▶ [What needs to be done]: Return the data below exactly, please, but drop the pictures.

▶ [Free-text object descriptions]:
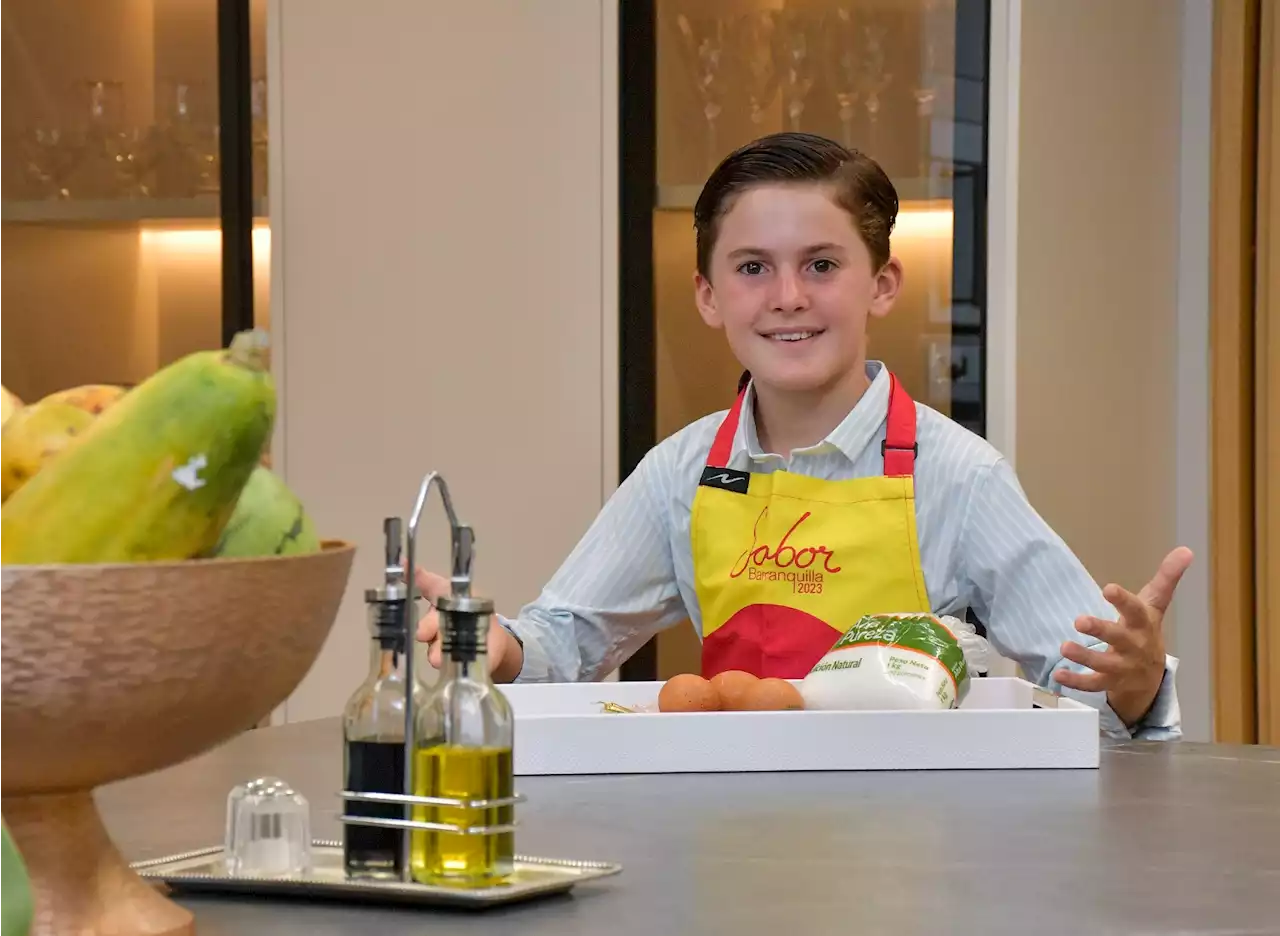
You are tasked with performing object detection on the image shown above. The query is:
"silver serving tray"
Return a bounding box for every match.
[132,840,621,909]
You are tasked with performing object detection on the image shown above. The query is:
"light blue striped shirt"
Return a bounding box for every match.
[503,361,1180,741]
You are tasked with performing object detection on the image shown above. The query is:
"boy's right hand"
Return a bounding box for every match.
[413,568,521,680]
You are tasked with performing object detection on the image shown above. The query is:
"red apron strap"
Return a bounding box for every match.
[882,373,918,477]
[706,388,747,469]
[708,374,915,473]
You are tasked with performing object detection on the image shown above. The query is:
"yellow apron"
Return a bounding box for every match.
[691,373,932,679]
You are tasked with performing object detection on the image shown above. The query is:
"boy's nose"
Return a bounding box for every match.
[770,269,809,313]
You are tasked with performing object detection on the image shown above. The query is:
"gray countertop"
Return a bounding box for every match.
[97,718,1280,936]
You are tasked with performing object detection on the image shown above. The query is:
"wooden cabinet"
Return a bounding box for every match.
[1,0,265,403]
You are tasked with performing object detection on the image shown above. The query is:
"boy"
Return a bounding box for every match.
[417,132,1190,741]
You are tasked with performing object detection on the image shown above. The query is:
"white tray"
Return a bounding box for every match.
[501,677,1099,775]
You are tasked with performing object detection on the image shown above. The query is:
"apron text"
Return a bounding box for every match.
[729,508,843,579]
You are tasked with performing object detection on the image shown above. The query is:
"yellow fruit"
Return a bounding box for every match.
[1,330,276,564]
[0,400,96,502]
[0,385,21,428]
[40,383,127,416]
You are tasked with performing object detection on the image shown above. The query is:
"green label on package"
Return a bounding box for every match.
[826,614,969,687]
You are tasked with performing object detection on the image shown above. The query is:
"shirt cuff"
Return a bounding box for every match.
[498,613,546,683]
[1052,654,1182,741]
[1126,655,1181,741]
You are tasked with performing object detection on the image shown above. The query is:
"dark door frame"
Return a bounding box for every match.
[216,0,257,346]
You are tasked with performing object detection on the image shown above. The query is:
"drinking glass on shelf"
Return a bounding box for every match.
[178,79,221,197]
[673,11,730,174]
[774,3,819,133]
[92,80,158,201]
[116,125,156,198]
[151,80,206,199]
[856,18,893,155]
[913,0,939,175]
[731,11,780,128]
[61,79,131,199]
[913,0,956,179]
[823,7,862,148]
[20,127,75,200]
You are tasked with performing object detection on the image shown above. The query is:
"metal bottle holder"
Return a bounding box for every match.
[336,470,527,885]
[129,476,620,907]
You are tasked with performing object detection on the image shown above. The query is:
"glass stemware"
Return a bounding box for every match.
[774,3,818,133]
[824,7,862,148]
[732,11,780,128]
[674,12,730,173]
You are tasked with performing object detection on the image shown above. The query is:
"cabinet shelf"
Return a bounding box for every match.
[1,197,268,224]
[655,177,953,211]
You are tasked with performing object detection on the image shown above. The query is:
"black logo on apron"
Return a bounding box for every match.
[699,466,751,494]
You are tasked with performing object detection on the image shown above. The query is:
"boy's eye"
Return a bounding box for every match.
[810,259,837,274]
[737,260,766,276]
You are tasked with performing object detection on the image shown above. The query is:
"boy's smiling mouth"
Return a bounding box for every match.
[760,329,825,343]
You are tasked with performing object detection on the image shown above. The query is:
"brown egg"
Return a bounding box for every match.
[710,670,760,711]
[658,673,721,713]
[742,678,805,711]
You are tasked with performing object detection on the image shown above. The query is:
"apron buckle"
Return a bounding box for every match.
[880,440,919,456]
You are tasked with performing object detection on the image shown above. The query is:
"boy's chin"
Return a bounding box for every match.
[748,367,842,396]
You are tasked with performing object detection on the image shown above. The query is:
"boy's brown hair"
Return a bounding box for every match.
[692,132,899,280]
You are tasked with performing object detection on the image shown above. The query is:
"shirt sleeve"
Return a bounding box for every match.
[957,458,1182,740]
[500,441,689,683]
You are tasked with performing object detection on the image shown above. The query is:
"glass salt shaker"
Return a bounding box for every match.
[225,776,312,876]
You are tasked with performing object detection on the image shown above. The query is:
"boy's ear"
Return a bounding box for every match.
[694,271,723,329]
[868,256,904,320]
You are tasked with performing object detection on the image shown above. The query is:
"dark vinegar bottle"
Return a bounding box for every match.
[341,518,423,879]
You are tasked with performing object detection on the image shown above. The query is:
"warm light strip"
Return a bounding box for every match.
[136,209,949,259]
[893,207,954,239]
[139,225,271,258]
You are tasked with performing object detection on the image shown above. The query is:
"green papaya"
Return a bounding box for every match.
[209,465,321,558]
[1,821,34,936]
[1,330,275,565]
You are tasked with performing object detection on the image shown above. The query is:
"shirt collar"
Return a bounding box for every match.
[739,360,892,464]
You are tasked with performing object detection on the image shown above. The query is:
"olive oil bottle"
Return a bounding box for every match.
[410,593,515,887]
[342,518,424,880]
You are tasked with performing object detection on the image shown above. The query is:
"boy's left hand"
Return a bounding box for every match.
[1054,547,1194,727]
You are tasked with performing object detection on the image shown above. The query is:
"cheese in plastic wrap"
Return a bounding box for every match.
[799,612,986,712]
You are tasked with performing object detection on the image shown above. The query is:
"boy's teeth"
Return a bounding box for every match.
[771,332,816,342]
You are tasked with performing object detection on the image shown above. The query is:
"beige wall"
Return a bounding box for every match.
[1014,5,1184,635]
[270,0,616,722]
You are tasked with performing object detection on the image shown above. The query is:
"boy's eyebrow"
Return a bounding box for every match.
[725,243,847,261]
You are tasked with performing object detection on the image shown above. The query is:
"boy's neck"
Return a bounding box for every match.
[752,361,872,457]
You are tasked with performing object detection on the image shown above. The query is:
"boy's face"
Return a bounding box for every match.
[693,183,901,397]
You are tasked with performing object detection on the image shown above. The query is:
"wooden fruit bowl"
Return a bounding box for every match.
[1,540,356,936]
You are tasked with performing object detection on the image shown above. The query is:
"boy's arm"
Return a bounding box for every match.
[499,444,689,683]
[957,459,1184,740]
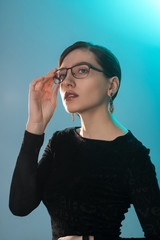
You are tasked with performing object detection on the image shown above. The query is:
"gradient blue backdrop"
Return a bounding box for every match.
[1,0,160,239]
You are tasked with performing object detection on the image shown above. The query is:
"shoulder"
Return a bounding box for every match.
[49,127,76,145]
[114,130,151,171]
[53,126,75,137]
[126,130,150,156]
[126,131,155,174]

▶ [Solution to the problem]:
You are tasked with performing object detection on the image shown above. The query is:
"silver serving tray"
Return a bounding box for every match.
[132,840,621,909]
You are tasked with performing object detection on the image shown above. The query is:
"light blue striped shirt"
Return a bounding box for every match.
[503,361,1180,741]
You are tasked with performing object detection on the image shown above. The query is:
"boy's right hand"
Return a bounding box for every match.
[413,568,521,680]
You are tasked with performing object detection on the image shown above. The query is:
"red apron strap"
Return a bounding box for every match.
[882,373,918,477]
[706,388,747,469]
[708,374,915,473]
You are tasked with performing object detection on the image shown above. The query is:
"yellow apron"
Return a bounding box for every match.
[691,373,932,679]
You are tasked with performing object detection on the image shown above. The query is:
"boy's nose"
Return a bounding box for every match.
[770,269,809,313]
You are tasked with performing object detection on the image shown above. The query is:
"gray countertop"
Return a bounding box for every match.
[97,718,1280,936]
You are tasked with performing object detection on the image shown above. The query is:
"wooden cabinet"
Return a bounding box for every match.
[1,0,265,403]
You are tasked with performing object detection on the image shown above. The query is:
"boy"
Return a bounding box for every match.
[417,132,1190,741]
You are tasked with performing object detection on the image shown above. The query is:
"white tray"
Return a bounding box for every match.
[501,677,1099,775]
You are tasked with performing object detection on the image shown above. The query is:
"apron text"
Return a bounding box for every match.
[729,508,843,579]
You are tasked with performing object detection on the image shown above. The query is:
"yellow fruit"
Return a bounding box for every match.
[1,330,276,564]
[0,400,96,502]
[0,385,21,428]
[40,383,127,416]
You are tasked with performing object detection on the image shown above. The query is:
"green label on package"
Return a bounding box for every match.
[826,614,969,687]
You are tasked with performing object detection on the image shown above. The query is:
"shirt cuff"
Return a bounding box for every match.
[498,613,546,683]
[1052,654,1182,741]
[1126,655,1181,741]
You are tasked with performing object detection on the image shown above. The query is:
"dark door frame"
Return a bounding box for every match.
[216,0,257,346]
You are tasked with performing object detection on the image shown above. The query is:
"drinking glass on shelf"
Return a bounding box for every match.
[178,79,221,197]
[673,11,730,174]
[774,3,819,133]
[92,80,158,201]
[116,125,156,198]
[151,80,206,199]
[856,18,893,155]
[913,0,939,175]
[731,11,780,128]
[61,79,131,199]
[913,0,956,179]
[823,7,862,148]
[20,127,75,200]
You are tasked with performing object detection on the image shown above. The query is:
"metal bottle holder"
Return a bounding box for every match.
[336,470,527,885]
[129,476,620,907]
You are tasked with performing object detection on the image shown above. The query is:
"glass stemware"
Return a bounding box for every match.
[774,3,818,133]
[824,7,862,148]
[732,11,780,128]
[674,12,730,173]
You are tasked with performing object detection on the image shown above. The query is:
"cabinet shelf"
Return a bounding box for every match.
[1,197,268,224]
[655,177,953,211]
You are tasked with performing object detection on the image shown above. The query is:
"black logo on apron"
Return a bounding box for every match.
[699,466,751,494]
You are tasked with performing object detection on the image shown above. The query is:
"boy's eye"
Return a bounding box for every match.
[810,259,837,274]
[737,260,766,276]
You are tasked with performing object detection on the image shown above. The query is:
"boy's smiling mouth"
Return a bounding box for every match.
[760,329,825,343]
You are tasked with performing object detection on the image shown above. The query is:
"brown egg"
Return a bounding box for every match.
[710,670,760,711]
[658,673,721,713]
[742,678,805,711]
You are tasked with performing object detection on the image shown above. The query is:
"apron buckle"
Return a bounding box for every match.
[880,440,919,456]
You are tasked with performing object detection on the image shown above. The query is:
"boy's chin"
Return a bounding box for every match.
[748,367,842,396]
You are tasked with performing object detection on the image shown above. The query is:
"boy's brown hair"
Return a bounding box for every match.
[692,132,899,280]
You are tasked with performing object detection on the image shown above. The query is:
"shirt sleeve"
Return a bounding box for every match.
[957,458,1182,740]
[500,441,689,683]
You are tasked with performing object detection on the image shown above. The query is:
"glass salt shaker"
Return a bounding box for every match.
[225,776,312,876]
You are tasked with performing object detection on the image shown above. The query is:
"boy's ear"
Return a bounding box for every match.
[694,271,723,329]
[868,256,904,320]
You are tasked with performing object detection on the image shown above. The query is:
"dark vinegar bottle"
Return a bounding box for every match.
[341,518,423,879]
You are tasked with performing object detection on the image shown above. The query is:
"warm light strip"
Return a bounding box for every match.
[136,209,949,259]
[893,207,954,239]
[139,225,271,258]
You are tasked with performing object detection on the image shown above. The query is:
"green papaya"
Return a bounding box for every match.
[209,465,321,558]
[1,821,34,936]
[1,330,275,565]
You are tasked with performing object detection on the image shown above. The query is:
"shirt collar"
Return a bounding box for every match.
[739,360,892,464]
You are tasked with performing object detection on the image shown above. The query is:
"olive oil bottle"
Return a bounding box for every match.
[410,593,515,887]
[342,518,424,880]
You are tasked with performing object detection on the image shown above. The query is:
"boy's left hand"
Return a bounding box for every match.
[1054,547,1194,727]
You are tasked with performing object detection on the image shown above. The query is:
"cheese in plastic wrap"
Return a bounding box for every match.
[799,612,986,712]
You are tasked with performing object detection on the image shown above. The query is:
"boy's teeth"
Return a bounding box for every match.
[771,332,816,342]
You are tasked with performing object detection on the image shown above. The query is:
"beige wall"
Return a bounding box for every match.
[1014,5,1184,635]
[270,0,616,722]
You are tasked with performing object detection on the image shown above. The query is:
"boy's eyebrow"
Return a bounding box for every match.
[725,243,847,261]
You are tasked with performing object detection on the image shown above. The query is:
"boy's neck"
Return a bounding box for every match.
[752,361,872,457]
You are tasked with performing object detection on the image shown above. The query is:
"boy's face"
Return a bounding box for every match.
[693,183,901,397]
You are tasked with performing object detection on the image shown above. The query is:
"wooden fruit bowl"
Return a bounding box for every match.
[1,540,356,936]
You are tasked with performing object detection on the image shown above. The query is:
"boy's arm"
Return a bounding box for every match.
[499,444,689,683]
[957,459,1184,740]
You are tasked with performing object detection on the image shown above. The query is:
"gradient blue backdrop"
Return a bounding box for every match.
[1,0,160,239]
You are tasked with performing object detection on the image shown above. The query is:
"shoulder"
Return a bounding box for every match.
[49,127,76,145]
[114,130,151,171]
[53,126,75,137]
[126,130,150,156]
[126,131,155,174]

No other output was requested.